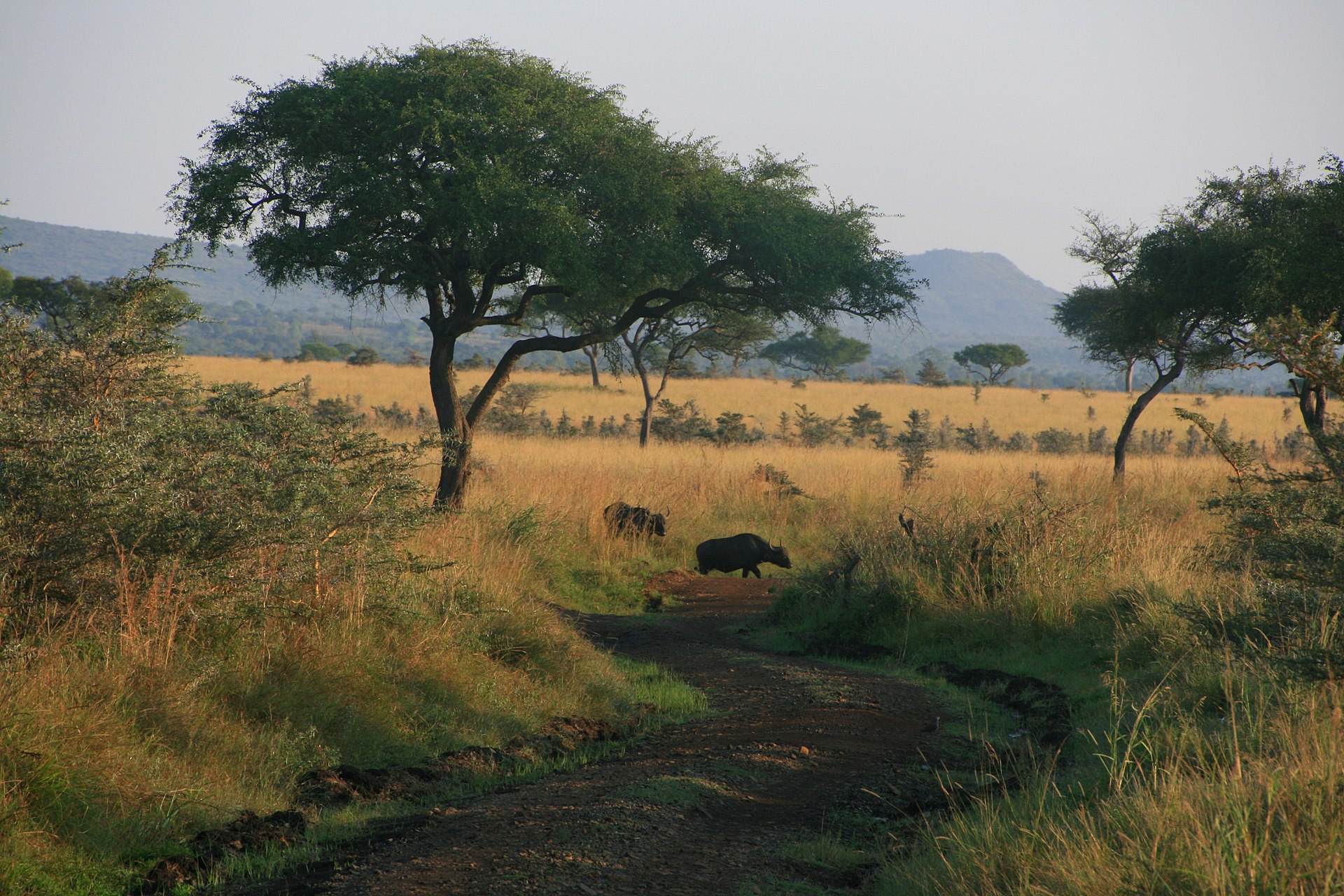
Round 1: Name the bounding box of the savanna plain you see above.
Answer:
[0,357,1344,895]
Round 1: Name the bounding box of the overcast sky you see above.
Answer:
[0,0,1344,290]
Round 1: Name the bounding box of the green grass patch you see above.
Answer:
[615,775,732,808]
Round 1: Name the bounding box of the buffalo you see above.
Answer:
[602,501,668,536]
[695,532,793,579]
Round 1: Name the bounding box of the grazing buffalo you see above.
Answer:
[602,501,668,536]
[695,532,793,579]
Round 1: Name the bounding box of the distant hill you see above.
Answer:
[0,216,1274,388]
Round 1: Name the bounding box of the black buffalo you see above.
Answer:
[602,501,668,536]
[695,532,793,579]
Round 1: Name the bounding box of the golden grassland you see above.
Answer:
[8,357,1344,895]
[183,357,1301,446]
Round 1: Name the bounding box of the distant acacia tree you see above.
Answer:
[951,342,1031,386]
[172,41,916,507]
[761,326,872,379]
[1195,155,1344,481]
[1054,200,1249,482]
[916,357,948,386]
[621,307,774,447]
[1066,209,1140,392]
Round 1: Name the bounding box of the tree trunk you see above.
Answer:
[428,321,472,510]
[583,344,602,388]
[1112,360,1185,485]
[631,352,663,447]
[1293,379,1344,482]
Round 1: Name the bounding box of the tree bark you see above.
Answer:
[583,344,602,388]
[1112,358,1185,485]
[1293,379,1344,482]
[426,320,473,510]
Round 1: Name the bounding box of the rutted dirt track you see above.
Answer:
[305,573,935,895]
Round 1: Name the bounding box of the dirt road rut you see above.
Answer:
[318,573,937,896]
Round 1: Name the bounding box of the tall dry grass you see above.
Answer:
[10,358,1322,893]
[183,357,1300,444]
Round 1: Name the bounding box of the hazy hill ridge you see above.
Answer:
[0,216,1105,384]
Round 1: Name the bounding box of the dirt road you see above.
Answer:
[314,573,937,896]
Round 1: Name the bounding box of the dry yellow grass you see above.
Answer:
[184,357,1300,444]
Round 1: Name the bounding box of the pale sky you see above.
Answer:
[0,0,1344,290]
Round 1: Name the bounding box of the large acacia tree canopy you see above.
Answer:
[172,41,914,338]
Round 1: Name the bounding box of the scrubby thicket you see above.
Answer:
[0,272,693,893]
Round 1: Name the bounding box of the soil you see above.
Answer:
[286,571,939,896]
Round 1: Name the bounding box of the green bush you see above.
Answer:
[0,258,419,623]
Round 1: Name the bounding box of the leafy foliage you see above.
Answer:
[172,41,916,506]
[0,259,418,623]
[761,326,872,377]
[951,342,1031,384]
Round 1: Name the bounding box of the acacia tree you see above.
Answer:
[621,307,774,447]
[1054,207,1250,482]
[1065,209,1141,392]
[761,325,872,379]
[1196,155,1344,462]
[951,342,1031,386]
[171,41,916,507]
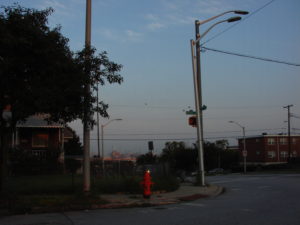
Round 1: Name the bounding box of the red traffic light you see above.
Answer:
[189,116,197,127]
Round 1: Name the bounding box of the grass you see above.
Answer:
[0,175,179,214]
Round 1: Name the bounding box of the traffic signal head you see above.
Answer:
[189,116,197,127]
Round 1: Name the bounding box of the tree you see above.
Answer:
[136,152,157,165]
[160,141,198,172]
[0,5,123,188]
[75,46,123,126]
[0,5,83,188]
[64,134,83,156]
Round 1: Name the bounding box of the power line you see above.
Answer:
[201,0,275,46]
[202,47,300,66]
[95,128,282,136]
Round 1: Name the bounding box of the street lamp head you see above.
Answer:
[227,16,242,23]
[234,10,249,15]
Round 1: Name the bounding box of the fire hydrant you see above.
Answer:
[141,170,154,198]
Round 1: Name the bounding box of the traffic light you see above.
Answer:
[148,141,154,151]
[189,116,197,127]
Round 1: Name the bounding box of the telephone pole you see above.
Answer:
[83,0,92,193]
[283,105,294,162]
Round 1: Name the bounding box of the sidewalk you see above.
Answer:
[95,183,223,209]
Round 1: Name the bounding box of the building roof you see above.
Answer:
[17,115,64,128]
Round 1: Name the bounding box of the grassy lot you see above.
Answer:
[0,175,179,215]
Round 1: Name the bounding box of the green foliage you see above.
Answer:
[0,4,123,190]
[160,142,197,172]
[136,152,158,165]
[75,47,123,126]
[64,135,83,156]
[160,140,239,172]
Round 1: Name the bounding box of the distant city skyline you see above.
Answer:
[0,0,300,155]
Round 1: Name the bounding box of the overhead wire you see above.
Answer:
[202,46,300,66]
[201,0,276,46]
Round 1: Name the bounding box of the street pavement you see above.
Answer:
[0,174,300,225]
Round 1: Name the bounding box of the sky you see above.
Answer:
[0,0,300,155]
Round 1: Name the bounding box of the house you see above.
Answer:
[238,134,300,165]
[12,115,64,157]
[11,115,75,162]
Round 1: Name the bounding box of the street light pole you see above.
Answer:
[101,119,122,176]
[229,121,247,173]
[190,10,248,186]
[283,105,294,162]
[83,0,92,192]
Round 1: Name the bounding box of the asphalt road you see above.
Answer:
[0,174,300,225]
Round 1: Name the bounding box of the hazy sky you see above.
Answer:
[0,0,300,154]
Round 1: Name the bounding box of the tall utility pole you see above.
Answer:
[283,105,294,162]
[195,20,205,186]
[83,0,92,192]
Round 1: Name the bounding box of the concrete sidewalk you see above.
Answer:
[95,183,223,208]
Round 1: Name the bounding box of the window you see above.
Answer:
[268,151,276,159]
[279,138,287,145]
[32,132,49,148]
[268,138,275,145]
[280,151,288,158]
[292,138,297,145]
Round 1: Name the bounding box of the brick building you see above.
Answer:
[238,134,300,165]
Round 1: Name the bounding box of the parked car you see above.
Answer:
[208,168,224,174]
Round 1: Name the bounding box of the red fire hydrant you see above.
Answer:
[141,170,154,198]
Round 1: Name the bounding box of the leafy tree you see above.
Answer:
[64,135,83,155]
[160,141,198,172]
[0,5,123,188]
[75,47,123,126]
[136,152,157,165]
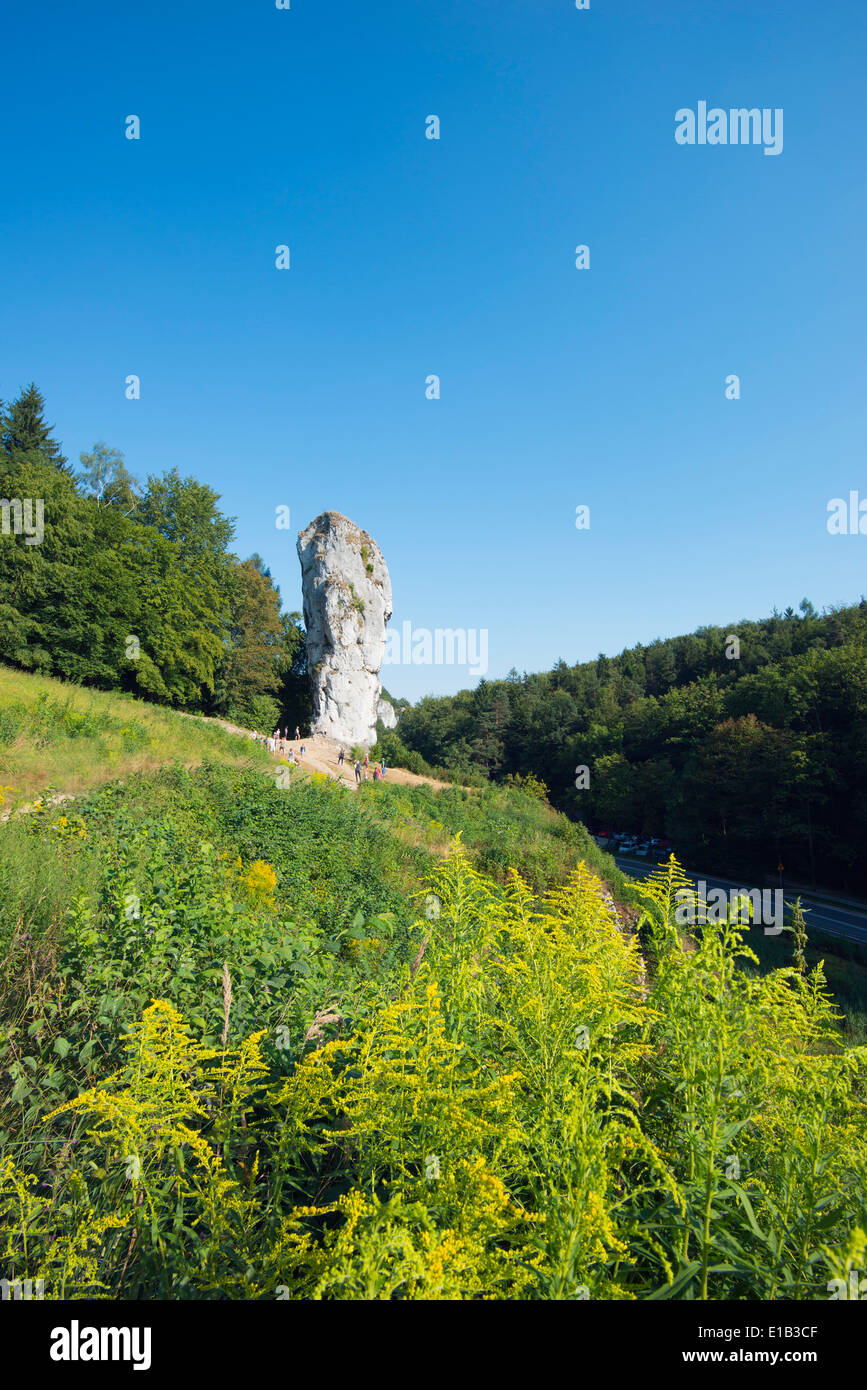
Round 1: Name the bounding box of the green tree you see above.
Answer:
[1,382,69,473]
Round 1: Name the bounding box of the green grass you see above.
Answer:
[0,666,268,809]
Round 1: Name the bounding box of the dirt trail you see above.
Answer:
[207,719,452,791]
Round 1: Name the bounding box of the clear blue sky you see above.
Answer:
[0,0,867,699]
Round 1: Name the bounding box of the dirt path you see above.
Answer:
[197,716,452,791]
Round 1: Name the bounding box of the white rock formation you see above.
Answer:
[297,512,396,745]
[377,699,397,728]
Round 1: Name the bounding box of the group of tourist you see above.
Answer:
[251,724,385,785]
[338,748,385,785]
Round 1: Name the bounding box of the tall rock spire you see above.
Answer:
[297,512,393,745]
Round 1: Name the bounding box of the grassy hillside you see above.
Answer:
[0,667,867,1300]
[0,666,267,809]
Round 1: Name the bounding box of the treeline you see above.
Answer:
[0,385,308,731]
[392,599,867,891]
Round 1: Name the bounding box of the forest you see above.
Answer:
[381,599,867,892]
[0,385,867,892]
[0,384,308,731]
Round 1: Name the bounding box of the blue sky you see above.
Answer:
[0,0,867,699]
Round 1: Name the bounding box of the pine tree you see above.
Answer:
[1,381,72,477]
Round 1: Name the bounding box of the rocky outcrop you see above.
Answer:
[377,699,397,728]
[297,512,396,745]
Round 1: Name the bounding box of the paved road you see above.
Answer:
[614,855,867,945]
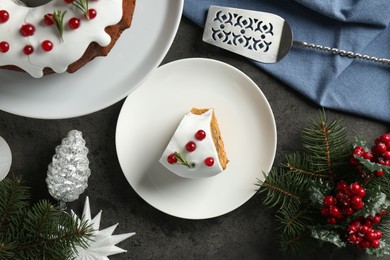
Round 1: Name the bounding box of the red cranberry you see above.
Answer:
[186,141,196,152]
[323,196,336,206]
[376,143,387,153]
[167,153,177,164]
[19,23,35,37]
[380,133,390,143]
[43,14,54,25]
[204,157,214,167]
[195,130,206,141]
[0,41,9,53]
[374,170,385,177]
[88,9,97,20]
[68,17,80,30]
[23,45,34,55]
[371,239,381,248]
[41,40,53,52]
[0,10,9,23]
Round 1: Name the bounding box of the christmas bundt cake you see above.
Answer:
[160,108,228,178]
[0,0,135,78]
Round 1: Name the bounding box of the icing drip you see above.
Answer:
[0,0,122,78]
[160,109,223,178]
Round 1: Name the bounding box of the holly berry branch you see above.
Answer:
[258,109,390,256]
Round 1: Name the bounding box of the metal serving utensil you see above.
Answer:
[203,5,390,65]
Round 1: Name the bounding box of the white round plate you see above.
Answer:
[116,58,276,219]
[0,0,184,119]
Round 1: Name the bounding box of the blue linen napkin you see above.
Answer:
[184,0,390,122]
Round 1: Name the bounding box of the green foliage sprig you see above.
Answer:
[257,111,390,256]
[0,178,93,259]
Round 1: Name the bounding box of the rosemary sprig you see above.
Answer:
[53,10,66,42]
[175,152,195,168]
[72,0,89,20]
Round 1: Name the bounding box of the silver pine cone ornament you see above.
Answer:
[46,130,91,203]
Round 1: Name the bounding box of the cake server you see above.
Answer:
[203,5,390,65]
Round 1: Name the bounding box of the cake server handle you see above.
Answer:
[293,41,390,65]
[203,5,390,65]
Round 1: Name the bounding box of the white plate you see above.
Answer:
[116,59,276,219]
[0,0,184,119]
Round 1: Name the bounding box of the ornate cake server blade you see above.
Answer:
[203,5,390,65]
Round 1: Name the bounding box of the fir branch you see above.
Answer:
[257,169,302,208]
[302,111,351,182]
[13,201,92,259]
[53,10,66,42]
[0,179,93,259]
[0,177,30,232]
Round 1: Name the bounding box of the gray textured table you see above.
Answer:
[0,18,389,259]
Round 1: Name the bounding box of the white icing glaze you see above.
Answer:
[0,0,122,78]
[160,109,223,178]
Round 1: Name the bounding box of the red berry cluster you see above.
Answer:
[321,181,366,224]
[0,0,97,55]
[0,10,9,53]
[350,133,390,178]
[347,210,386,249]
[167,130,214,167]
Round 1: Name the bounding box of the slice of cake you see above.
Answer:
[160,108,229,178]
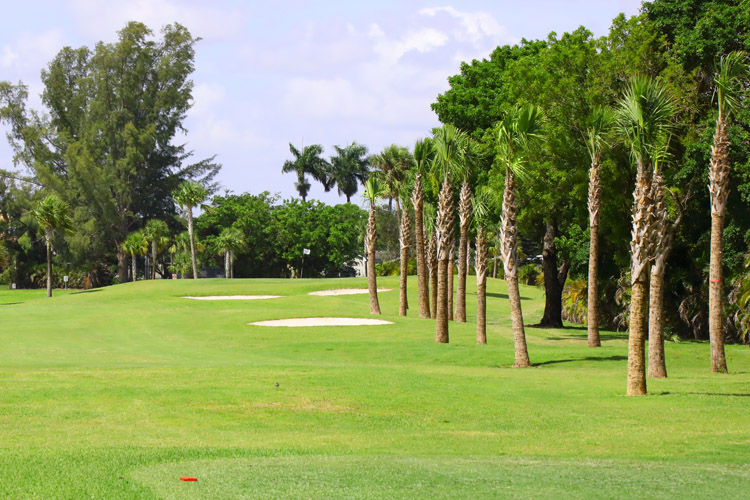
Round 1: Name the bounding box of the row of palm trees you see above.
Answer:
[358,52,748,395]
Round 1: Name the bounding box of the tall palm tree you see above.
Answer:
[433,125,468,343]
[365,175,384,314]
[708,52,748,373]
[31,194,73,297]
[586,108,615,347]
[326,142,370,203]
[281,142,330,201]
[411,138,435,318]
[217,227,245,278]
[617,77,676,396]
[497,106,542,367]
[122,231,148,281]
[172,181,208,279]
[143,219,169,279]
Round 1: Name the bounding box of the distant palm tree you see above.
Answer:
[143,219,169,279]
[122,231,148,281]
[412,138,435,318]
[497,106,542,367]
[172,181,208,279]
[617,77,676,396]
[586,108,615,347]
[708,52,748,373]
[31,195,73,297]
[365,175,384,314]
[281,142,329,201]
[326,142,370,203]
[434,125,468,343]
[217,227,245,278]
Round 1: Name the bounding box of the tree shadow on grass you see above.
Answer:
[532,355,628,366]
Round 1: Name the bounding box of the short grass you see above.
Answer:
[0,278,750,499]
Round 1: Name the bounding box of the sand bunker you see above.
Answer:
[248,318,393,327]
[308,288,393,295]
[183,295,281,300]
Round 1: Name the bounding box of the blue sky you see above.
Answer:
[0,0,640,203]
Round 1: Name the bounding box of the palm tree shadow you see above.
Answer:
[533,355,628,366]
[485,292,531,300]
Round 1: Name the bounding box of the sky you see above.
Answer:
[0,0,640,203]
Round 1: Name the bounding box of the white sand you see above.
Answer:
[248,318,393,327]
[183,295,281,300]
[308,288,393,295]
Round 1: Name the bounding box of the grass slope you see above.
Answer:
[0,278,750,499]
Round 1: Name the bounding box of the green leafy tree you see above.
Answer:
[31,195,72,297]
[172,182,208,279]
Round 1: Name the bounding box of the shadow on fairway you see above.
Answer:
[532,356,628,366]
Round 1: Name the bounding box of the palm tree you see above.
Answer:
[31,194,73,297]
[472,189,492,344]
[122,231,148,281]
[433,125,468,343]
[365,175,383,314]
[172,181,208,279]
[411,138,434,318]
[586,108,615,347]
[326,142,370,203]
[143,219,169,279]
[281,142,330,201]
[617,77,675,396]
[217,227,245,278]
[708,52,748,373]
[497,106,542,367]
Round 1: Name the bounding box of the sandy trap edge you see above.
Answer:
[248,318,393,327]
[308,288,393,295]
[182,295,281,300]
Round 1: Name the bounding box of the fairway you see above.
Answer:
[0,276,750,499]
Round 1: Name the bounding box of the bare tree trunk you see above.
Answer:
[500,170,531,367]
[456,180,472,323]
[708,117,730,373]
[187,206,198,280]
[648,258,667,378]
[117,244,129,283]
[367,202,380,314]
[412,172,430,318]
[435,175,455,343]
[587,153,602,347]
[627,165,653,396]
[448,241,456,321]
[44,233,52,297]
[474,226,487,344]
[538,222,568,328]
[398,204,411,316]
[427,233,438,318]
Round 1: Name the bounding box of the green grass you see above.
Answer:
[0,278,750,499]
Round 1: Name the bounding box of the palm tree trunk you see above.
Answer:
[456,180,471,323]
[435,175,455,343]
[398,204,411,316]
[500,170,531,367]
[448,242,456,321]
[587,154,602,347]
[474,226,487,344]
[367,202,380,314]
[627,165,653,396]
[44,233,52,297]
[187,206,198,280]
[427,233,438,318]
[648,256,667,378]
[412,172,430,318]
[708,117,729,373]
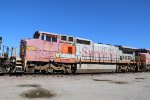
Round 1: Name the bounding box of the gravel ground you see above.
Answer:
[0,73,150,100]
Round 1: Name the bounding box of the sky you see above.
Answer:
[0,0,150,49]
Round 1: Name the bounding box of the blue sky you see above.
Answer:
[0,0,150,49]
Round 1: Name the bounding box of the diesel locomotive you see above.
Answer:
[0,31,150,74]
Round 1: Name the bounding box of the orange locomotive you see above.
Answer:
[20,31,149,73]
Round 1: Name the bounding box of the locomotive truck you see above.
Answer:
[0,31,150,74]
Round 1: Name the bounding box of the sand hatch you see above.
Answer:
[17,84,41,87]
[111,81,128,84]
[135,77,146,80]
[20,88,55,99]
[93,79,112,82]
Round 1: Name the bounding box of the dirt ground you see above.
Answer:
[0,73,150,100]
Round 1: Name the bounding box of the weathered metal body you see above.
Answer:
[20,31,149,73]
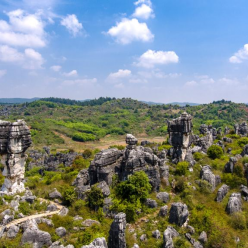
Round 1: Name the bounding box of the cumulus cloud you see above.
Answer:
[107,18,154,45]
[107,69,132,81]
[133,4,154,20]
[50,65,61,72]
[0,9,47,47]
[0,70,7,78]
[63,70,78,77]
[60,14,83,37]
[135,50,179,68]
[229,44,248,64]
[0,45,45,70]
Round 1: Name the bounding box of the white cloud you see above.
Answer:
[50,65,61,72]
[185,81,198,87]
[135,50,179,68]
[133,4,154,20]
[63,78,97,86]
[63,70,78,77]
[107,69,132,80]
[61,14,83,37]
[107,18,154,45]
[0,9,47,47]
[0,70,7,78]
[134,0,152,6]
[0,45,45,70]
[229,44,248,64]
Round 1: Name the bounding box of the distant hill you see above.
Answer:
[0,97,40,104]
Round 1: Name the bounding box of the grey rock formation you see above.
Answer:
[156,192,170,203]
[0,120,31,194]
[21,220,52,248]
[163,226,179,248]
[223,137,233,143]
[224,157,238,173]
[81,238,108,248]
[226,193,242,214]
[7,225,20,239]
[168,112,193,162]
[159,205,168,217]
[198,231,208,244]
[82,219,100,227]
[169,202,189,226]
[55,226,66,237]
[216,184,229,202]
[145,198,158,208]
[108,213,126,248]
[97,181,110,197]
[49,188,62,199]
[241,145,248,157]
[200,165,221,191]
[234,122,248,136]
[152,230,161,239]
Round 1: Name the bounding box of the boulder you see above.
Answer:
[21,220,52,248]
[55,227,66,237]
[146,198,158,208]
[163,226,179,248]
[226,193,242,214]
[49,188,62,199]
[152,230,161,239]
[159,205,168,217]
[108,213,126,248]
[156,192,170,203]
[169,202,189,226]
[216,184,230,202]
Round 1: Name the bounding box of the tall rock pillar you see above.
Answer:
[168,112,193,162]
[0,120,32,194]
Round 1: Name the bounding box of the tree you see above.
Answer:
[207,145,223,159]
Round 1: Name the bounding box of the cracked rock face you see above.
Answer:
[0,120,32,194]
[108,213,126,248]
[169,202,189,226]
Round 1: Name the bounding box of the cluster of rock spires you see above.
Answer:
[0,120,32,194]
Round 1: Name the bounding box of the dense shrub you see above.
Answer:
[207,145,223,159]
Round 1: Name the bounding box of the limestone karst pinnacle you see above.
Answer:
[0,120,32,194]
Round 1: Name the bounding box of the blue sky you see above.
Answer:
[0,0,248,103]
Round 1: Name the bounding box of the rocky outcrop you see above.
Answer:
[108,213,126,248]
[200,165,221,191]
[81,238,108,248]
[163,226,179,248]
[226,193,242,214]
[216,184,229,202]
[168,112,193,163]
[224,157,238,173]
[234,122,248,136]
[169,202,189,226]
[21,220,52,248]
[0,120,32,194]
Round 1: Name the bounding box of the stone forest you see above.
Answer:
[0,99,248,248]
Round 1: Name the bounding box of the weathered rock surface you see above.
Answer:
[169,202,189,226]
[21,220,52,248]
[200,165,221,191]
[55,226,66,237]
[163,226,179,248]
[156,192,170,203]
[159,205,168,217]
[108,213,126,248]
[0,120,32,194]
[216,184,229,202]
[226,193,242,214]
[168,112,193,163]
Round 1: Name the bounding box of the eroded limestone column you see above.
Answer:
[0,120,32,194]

■ Exercise goal
Reproduce verbatim the stretch of lines above from the start through the line containing "[1066,209,1140,392]", leaving out the pictures.

■ Result of this exercise
Round 1: Name the bounding box of the savanna plain you see above.
Answer:
[0,357,1344,895]
Round 1: Name the bounding box of the overcast sky you see above.
Answer:
[0,0,1344,290]
Round 1: Name the bounding box of the green grass patch you see above.
Answer:
[615,775,732,808]
Round 1: Name the bounding box of the buffalo you see above.
Answer:
[602,501,668,536]
[695,532,793,579]
Round 1: Name the bounding box of the grazing buffalo you see above.
Answer:
[602,501,668,536]
[695,532,793,579]
Round 1: Name the bounding box of the distant hill you see above.
Answer:
[0,216,1274,388]
Round 1: Name the bounding box of the black buffalo you see above.
Answer:
[602,501,668,536]
[695,532,793,579]
Round 1: Name the bounding box of the golden grassland you see above.
Answer:
[8,357,1344,895]
[183,357,1301,446]
Round 1: Name the bounding box of the distant acacia tree you see above.
Answer:
[951,342,1031,386]
[172,41,916,507]
[761,326,872,379]
[1195,155,1344,481]
[1054,200,1249,482]
[916,357,948,386]
[621,307,774,447]
[1066,209,1140,392]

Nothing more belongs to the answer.